### TASK REQUIREMENTS
A stretch of the entries below is to be set down exactly, running from the line with "Put a marker on each instance of the corrugated" through the line with "Put a marker on each instance of the green", both included, and no other line.

### MATERIAL TO PROCESS
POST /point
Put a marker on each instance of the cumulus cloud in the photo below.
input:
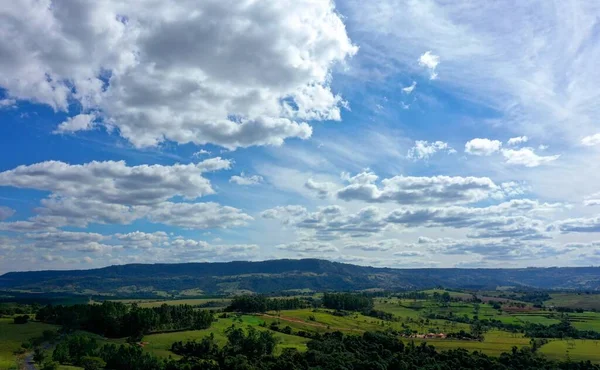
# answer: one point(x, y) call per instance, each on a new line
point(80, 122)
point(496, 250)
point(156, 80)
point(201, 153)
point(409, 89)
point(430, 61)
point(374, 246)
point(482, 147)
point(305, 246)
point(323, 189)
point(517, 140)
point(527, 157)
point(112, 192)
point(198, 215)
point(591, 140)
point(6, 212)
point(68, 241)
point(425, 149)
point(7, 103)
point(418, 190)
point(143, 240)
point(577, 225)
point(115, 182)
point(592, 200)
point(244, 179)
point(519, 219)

* * *

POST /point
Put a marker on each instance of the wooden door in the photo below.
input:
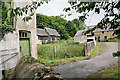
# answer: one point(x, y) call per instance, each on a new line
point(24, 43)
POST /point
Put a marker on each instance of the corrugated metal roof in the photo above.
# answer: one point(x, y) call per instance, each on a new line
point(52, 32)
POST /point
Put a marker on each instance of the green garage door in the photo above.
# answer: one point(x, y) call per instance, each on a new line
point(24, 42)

### EXERCISE OUTPUT
Put a marker on each instance of the corrugated metal roof in the photo above.
# answer: one point(x, y) call per instance, each on a new line
point(52, 32)
POST /point
Put a marker on each instance of the green garage door in the photo above.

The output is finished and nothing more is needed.